#### TASK TO CARRY OUT
Filter these entries down to the lines that hold the word "stone", and show each of them.
━━━━━━━━━━━━━━━━━━━━━━━━━━━━━━
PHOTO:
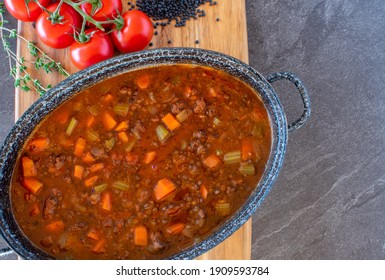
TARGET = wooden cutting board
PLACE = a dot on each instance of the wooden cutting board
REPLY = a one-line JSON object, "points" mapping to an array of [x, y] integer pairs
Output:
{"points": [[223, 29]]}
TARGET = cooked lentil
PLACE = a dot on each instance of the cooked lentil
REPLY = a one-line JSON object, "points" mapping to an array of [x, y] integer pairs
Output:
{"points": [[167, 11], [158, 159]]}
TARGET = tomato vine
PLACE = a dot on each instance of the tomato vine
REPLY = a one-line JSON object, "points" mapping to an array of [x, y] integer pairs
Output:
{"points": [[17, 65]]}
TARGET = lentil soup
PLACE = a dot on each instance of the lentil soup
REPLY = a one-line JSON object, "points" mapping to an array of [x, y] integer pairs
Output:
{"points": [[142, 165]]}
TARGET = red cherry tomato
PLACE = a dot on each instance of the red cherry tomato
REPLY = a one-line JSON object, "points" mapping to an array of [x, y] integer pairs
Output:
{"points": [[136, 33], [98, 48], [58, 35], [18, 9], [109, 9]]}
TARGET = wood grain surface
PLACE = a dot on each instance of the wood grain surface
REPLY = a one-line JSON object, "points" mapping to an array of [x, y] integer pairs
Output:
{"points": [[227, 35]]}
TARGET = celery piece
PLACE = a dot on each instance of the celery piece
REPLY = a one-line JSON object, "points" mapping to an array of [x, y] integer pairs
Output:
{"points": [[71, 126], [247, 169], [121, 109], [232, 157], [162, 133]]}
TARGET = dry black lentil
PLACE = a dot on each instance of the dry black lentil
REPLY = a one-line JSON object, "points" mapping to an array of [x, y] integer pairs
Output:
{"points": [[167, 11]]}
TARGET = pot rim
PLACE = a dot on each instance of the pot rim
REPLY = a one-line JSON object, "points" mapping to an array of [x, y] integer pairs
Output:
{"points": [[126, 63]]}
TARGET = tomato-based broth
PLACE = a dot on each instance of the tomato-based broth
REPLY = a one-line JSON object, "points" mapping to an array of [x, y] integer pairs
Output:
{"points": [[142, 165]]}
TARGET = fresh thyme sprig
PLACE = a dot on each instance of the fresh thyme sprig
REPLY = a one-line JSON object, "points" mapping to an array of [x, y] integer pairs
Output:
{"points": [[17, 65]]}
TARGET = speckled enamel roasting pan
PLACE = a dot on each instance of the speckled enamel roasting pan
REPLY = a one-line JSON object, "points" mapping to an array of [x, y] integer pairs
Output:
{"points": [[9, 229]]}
━━━━━━━━━━━━━━━━━━━━━━━━━━━━━━
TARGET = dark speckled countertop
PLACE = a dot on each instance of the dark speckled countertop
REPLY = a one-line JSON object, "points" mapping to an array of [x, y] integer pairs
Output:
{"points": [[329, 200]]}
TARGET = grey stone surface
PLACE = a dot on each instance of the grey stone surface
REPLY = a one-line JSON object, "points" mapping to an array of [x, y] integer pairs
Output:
━━━━━━━━━━━━━━━━━━━━━━━━━━━━━━
#### EXERCISE RESPONSE
TARGET = grey stone surface
PLACE = a dot on each instance of the grey stone surface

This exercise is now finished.